_Document segment_:
* * *

Hooks (12 events across 17 scripts)

Event Scripts
SessionStart worker-service (context inject), worker-service (user-message async), session_clear.py (on clear), post_compact_restore.py (on compact)
UserPromptSubmit spec_mode_guard.py, spec_handoff_resume.py, worker-service (session-init async)
PreToolUse tool_redirect.py (Bash/WebSearch/WebFetch/Grep/Glob/Agent), tool_token_saver.py (Bash)
PostToolUse file_checker.py (Write/Edit/MultiEdit), context_monitor.py (all tool types), worker-service observation (async, *)
Stop spec_stop_guard.py, worker-service summarize (async)
SessionEnd session_end.py
PreCompact pre_compact.py

Rules (14)

Modular rule files activated by file type or always-on: browser-automation, cli-tools, code-review-reception, development-practices, documentation-sync, mcp-servers, standards-backend, standards-frontend, standards-golang, standards-python, standards-typescript, task-and-workflow, testing, verification

MCP Servers (7)

Server Purpose
context7 @upstash/context7-mcp@2.2.4 — library documentation lookup
codegraph codegraph serve --mcp — code knowledge graph
mem-search ~/.pilot/scripts/mcp-server.cjs — persistent memory search
web-search open-websearch@2.1.9 — DuckDuckGo/Bing/Exa
grep-mcp https://mcp.grep.app — remote grep
web-fetch fetcher-mcp@0.3.9 — web content fetching
semble uvx --from semble[mcp] semble — semantic code search

Scripts (4)

Script Purpose
worker-service.cjs Main background worker: context injection, session init, observation recording, summarization
mcp-server.cjs Local MCP server for persistent memory
context-generator.cjs Context generation for sessions
worker-wrapper.cjs Worker process wrapper
05

Prompts

claude-codepro (Pilot Shell) — Prompt Excerpts

Excerpt 1: spec-review subagent — Adversarial Plan Reviewer

---
name: spec-review
description: Spec review agent that verifies alignment with user requirements and
  challenges dangerous assumptions. Returns structured JSON findings.

* * *

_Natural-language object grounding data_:
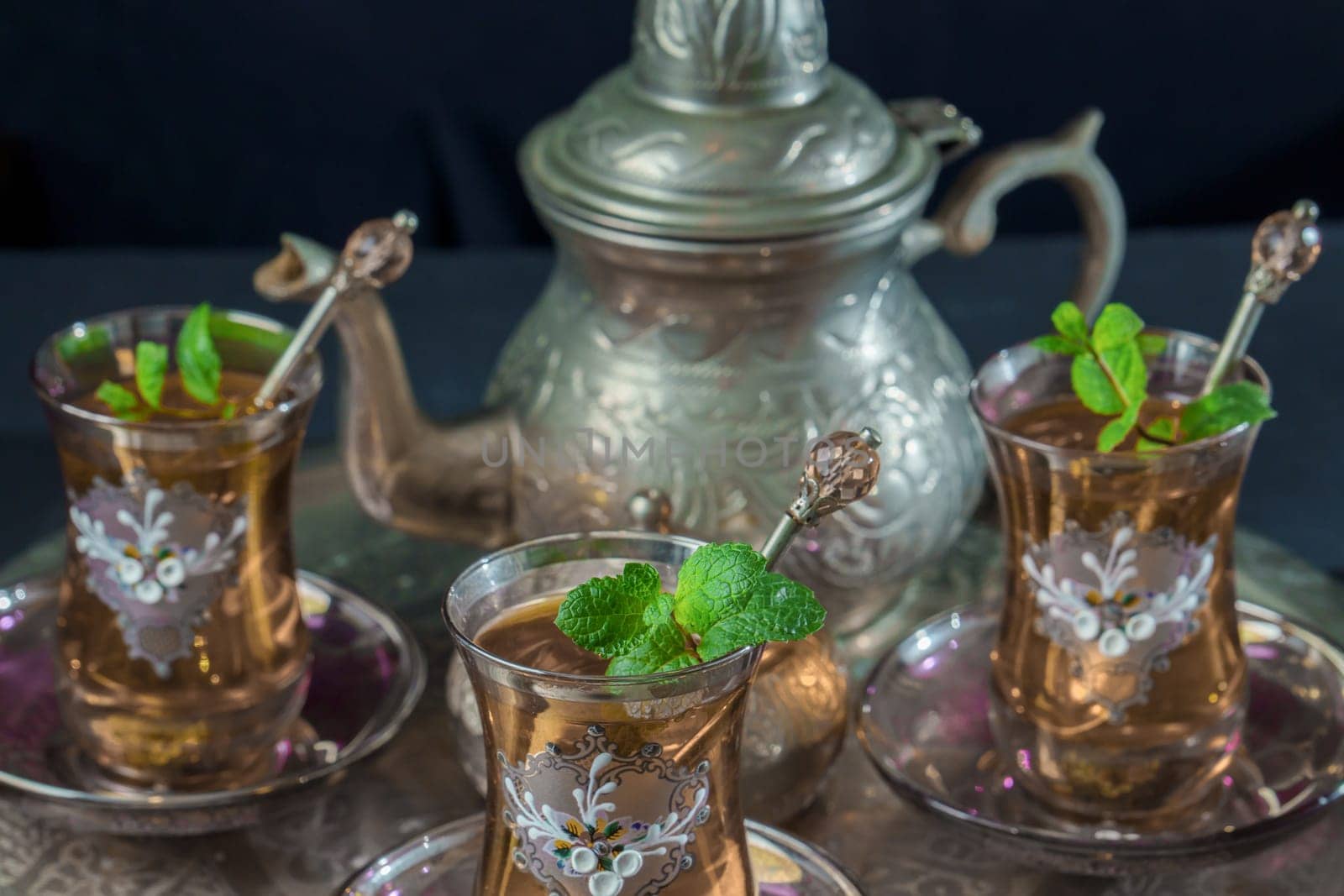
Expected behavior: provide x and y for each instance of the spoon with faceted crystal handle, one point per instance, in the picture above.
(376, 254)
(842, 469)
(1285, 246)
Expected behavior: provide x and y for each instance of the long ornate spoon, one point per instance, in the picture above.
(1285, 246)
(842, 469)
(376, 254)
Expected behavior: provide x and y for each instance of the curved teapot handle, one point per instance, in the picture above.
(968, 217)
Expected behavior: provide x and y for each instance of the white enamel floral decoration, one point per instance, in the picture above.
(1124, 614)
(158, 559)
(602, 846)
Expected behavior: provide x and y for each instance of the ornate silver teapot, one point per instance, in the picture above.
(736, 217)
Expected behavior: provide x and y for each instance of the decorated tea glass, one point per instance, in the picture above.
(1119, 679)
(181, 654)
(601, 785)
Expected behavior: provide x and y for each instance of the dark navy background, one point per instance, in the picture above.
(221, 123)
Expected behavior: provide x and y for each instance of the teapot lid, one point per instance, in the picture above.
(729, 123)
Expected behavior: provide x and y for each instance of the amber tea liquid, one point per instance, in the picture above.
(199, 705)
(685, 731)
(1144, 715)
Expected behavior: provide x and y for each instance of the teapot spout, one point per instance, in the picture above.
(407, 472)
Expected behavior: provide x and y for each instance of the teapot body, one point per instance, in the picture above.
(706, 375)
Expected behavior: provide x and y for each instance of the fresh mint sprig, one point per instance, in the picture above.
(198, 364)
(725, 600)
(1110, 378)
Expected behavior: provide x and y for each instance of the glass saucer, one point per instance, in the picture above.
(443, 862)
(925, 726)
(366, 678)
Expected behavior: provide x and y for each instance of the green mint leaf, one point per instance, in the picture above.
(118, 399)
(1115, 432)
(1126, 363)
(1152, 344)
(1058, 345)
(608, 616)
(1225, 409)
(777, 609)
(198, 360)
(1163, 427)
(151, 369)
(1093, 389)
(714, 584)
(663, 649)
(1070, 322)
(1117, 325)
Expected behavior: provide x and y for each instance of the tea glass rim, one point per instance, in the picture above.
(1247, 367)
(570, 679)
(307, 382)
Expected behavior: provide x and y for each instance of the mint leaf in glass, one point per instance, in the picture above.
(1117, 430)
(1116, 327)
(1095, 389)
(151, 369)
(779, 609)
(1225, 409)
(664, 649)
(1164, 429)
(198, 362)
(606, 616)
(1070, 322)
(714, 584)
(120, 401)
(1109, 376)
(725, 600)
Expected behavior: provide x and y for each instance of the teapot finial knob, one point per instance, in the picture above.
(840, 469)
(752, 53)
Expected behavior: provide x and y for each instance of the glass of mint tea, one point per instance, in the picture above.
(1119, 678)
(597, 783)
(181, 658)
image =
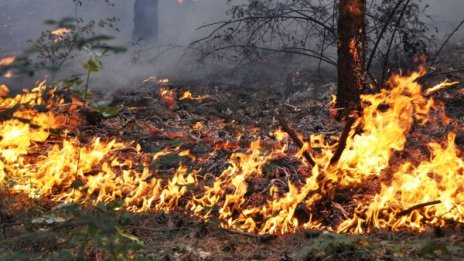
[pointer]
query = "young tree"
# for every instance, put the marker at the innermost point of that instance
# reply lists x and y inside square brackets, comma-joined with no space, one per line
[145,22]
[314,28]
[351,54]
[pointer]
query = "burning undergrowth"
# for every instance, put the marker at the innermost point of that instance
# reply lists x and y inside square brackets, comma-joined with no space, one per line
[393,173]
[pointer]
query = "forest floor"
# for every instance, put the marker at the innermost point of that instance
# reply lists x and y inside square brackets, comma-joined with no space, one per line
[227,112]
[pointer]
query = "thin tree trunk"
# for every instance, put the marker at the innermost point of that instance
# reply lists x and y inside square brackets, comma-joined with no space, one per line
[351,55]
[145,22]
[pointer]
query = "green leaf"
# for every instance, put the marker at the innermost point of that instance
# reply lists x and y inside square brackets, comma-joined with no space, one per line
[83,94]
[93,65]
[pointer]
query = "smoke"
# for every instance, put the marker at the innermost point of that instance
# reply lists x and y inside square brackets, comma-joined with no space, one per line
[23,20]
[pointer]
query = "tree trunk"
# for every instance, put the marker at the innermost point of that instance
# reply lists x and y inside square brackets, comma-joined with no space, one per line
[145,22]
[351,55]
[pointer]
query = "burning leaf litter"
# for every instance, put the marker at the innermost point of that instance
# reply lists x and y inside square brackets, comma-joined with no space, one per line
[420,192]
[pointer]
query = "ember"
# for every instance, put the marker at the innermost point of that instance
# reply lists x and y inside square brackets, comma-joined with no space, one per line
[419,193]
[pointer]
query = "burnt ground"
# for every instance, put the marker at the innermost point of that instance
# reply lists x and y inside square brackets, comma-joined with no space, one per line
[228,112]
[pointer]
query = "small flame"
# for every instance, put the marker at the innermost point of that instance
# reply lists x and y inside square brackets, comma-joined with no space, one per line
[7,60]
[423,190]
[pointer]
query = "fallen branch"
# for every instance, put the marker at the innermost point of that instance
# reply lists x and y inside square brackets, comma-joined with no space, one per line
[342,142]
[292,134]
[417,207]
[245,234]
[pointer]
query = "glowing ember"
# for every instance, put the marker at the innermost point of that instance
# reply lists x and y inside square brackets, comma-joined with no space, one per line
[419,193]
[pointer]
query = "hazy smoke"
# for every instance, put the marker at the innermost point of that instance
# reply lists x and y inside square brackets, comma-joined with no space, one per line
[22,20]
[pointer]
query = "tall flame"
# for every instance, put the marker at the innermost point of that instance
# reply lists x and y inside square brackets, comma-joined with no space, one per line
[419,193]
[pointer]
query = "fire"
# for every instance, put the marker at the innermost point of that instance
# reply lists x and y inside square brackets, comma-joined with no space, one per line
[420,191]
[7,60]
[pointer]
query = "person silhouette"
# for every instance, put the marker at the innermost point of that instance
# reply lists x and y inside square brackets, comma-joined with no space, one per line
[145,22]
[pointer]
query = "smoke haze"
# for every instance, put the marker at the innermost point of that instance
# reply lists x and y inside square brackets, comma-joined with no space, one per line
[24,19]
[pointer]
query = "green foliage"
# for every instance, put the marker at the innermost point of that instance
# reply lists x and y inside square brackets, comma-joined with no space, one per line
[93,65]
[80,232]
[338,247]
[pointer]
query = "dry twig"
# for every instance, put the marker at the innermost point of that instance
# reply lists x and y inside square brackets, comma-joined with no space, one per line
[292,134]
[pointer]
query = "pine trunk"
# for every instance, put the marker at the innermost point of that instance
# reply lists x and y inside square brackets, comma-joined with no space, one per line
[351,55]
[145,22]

* * *

_Your task_:
Answer these questions from the Pilot Shell overview:
1. Which script handles the SessionEnd event?
2. What purpose is given for the semble MCP server?
3. What does context-generator.cjs do?
Use only the Pilot Shell overview, not the entries.

_Reply_:
1. session_end.py
2. Semantic code search
3. Context generation for sessions